SOURCE DATA: Begin

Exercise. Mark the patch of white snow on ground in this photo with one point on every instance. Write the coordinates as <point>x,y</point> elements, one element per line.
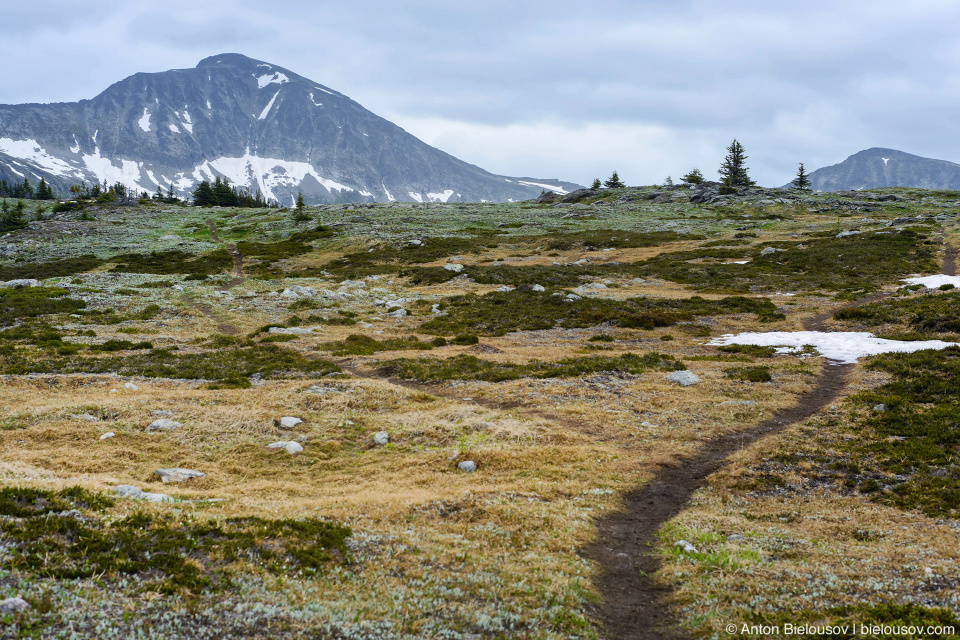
<point>266,109</point>
<point>440,197</point>
<point>144,120</point>
<point>31,151</point>
<point>842,346</point>
<point>932,282</point>
<point>277,78</point>
<point>551,187</point>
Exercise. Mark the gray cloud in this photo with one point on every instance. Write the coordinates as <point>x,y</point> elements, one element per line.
<point>649,88</point>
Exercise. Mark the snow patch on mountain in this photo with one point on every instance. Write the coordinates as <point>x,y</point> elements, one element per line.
<point>276,78</point>
<point>144,120</point>
<point>440,197</point>
<point>551,187</point>
<point>266,109</point>
<point>265,174</point>
<point>31,151</point>
<point>128,173</point>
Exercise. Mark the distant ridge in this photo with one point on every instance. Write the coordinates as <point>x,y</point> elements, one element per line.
<point>257,124</point>
<point>879,167</point>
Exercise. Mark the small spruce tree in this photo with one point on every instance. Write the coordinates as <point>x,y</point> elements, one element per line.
<point>300,210</point>
<point>693,177</point>
<point>613,182</point>
<point>733,171</point>
<point>802,181</point>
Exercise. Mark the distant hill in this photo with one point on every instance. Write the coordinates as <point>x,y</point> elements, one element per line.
<point>257,124</point>
<point>876,167</point>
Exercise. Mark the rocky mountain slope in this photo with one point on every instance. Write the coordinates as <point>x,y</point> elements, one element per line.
<point>878,167</point>
<point>256,124</point>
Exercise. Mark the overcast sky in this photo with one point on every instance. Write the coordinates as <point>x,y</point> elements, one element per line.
<point>570,90</point>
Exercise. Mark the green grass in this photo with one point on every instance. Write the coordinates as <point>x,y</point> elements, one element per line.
<point>498,313</point>
<point>51,269</point>
<point>17,303</point>
<point>917,438</point>
<point>465,367</point>
<point>932,313</point>
<point>360,345</point>
<point>173,262</point>
<point>174,554</point>
<point>227,366</point>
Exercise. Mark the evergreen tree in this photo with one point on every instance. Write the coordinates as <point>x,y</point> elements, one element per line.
<point>203,195</point>
<point>733,171</point>
<point>12,219</point>
<point>300,210</point>
<point>802,181</point>
<point>693,177</point>
<point>613,182</point>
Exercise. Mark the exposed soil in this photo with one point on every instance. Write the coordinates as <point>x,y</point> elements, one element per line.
<point>633,604</point>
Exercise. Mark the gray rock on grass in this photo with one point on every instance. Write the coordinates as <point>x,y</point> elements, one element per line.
<point>683,378</point>
<point>289,446</point>
<point>134,493</point>
<point>164,424</point>
<point>177,474</point>
<point>13,605</point>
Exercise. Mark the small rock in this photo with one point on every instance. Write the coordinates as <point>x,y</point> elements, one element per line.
<point>685,546</point>
<point>287,422</point>
<point>133,493</point>
<point>164,424</point>
<point>13,605</point>
<point>683,378</point>
<point>23,282</point>
<point>177,475</point>
<point>288,445</point>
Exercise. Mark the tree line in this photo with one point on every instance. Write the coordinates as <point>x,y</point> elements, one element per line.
<point>221,194</point>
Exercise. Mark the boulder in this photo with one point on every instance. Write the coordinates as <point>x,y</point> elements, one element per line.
<point>23,282</point>
<point>13,605</point>
<point>683,378</point>
<point>133,493</point>
<point>177,475</point>
<point>164,424</point>
<point>289,446</point>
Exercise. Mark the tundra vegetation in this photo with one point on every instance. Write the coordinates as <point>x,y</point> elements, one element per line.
<point>533,340</point>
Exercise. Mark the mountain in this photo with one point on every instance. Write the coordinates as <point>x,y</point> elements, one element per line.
<point>256,124</point>
<point>876,167</point>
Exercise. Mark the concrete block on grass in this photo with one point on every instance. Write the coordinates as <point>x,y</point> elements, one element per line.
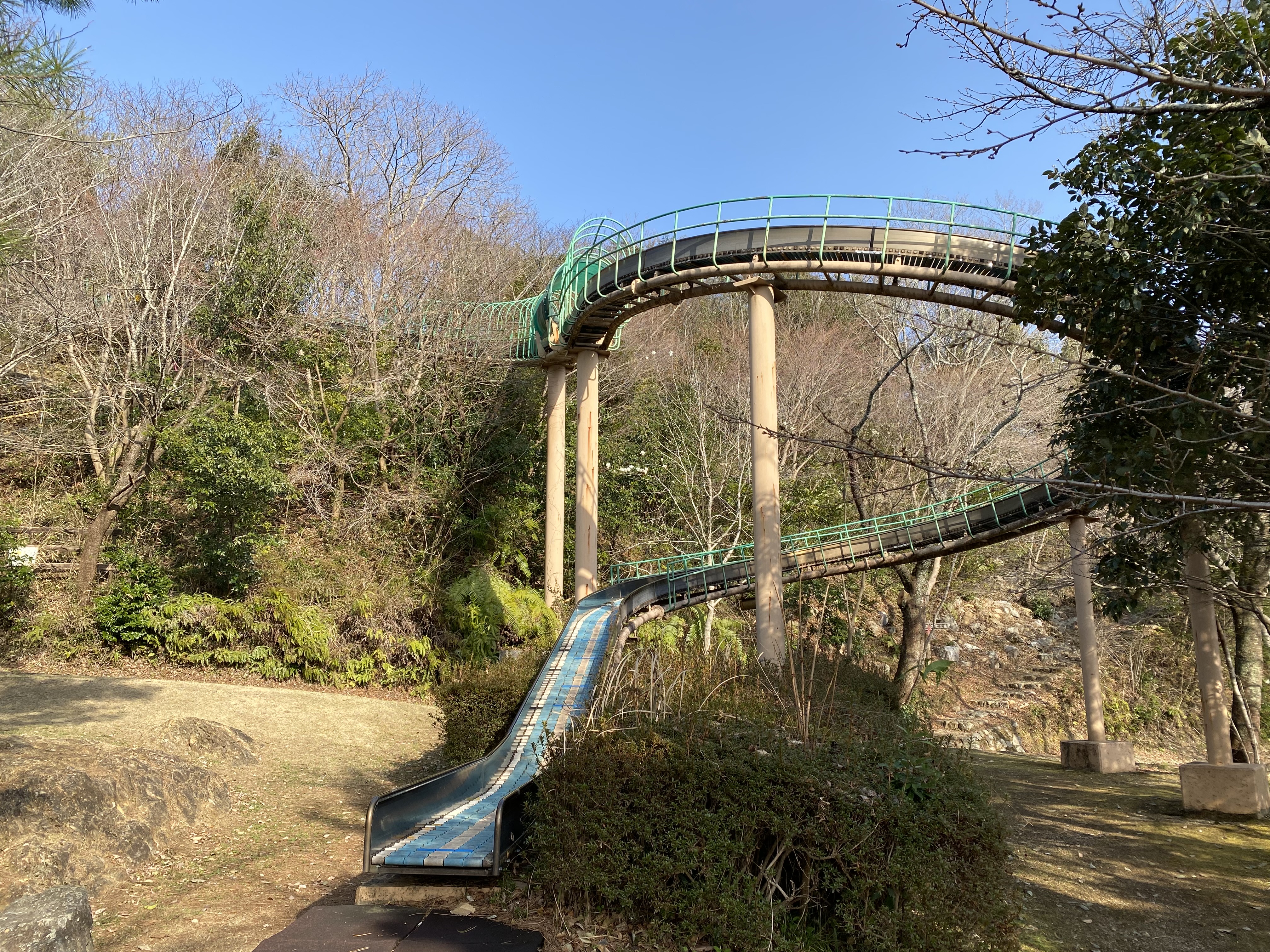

SOURCE DATA: End

# AIM OF THE TASK
Reproduce every line above word for word; no images.

# RESULT
Exercise. Mark the patch of white snow on ground in this photo with one point on every instance. Write the coordinates as <point>x,y</point> elements, one element per line.
<point>266,109</point>
<point>440,197</point>
<point>144,120</point>
<point>31,151</point>
<point>842,346</point>
<point>932,282</point>
<point>277,78</point>
<point>551,187</point>
Exercise. Mark the gray cloud in this photo with one point on every instance. Write the coordinates as <point>x,y</point> elements, one element per line.
<point>649,88</point>
Exercise. Mark the snow patch on mountain in this photo with one point on every instance. Write the coordinates as <point>x,y</point> elements, one element per line.
<point>276,78</point>
<point>144,120</point>
<point>440,197</point>
<point>551,187</point>
<point>266,109</point>
<point>265,174</point>
<point>31,151</point>
<point>128,173</point>
Exercise. Mark the distant ridge in this photo with one point on every instance. Write the coordinates as <point>x,y</point> elements, one element per line.
<point>257,124</point>
<point>879,167</point>
Exercise. Mark the small spruce tree in this photo with one point on every instance. Write the coordinates as <point>x,y</point> elements, one element per line.
<point>300,210</point>
<point>693,177</point>
<point>613,182</point>
<point>733,171</point>
<point>802,181</point>
Exercise. Mark the distant hill in this photo with one point on every instance. Write the coordinates as <point>x,y</point> elements, one element per line.
<point>257,124</point>
<point>876,167</point>
Exercise. Mark the rocky mountain slope in this photo with one point on every instance. Write the coordinates as <point>x,y</point> elements, one element per line.
<point>878,167</point>
<point>256,124</point>
Exercise. Mark the overcast sky in this photo with one point on every instance. Write the coordinates as <point>x,y</point> elements, one element per line.
<point>570,90</point>
Exercise. Mark the green grass in this photo with one point on every instance. Write the coordinates as <point>x,y</point> elements, one element per line.
<point>498,313</point>
<point>51,269</point>
<point>17,303</point>
<point>917,438</point>
<point>465,367</point>
<point>932,313</point>
<point>360,345</point>
<point>173,262</point>
<point>174,554</point>
<point>227,366</point>
Exercise. Mark the evergreen tree in this photo with one point on every instance. Write the coordinates as <point>x,y</point> elements, one element per line.
<point>203,195</point>
<point>733,171</point>
<point>12,219</point>
<point>300,210</point>
<point>802,181</point>
<point>693,177</point>
<point>613,182</point>
Exercise. Mark the exposed soil in this photo with one point on every instance. Write the coordinates as <point>x,y</point> elements, one element per line.
<point>633,604</point>
Exercise. Mark the gray rock on grass in this photo with one point on every instance. Write the coordinates as <point>x,y</point> elements, one element per line.
<point>683,378</point>
<point>289,446</point>
<point>134,493</point>
<point>164,424</point>
<point>177,474</point>
<point>13,605</point>
Exercise. Mark the small rock in this photo with one point on every instance. Write the coordinates as <point>x,y</point> elements, one element per line.
<point>685,546</point>
<point>287,422</point>
<point>133,493</point>
<point>164,424</point>
<point>13,605</point>
<point>683,378</point>
<point>23,282</point>
<point>177,475</point>
<point>288,445</point>
Exercise. Mark the tree line in this photo with one point on every instance. Write the coordinates as <point>x,y</point> elements, one element per line.
<point>221,194</point>
Exercise. Mark the boulder in this photo with one point on every instance. Write the coordinates as <point>x,y</point> elements, one element per line.
<point>23,282</point>
<point>13,605</point>
<point>683,378</point>
<point>133,493</point>
<point>177,475</point>
<point>164,424</point>
<point>289,446</point>
Exercise. Mark the tundra vegetation in this photo with one point on every instance. Write the coordinates as <point>x,y</point> elements, one element per line.
<point>533,340</point>
Exercise. Mark the mountain in this photo with one point on every instance. Write the coordinates as <point>x,y</point> elements, one element per line.
<point>256,124</point>
<point>876,167</point>
Exercise. Mark the concrete block on grass in this photo with one point on every instance. Write the coordinates as <point>x,y</point> elements, one element per line.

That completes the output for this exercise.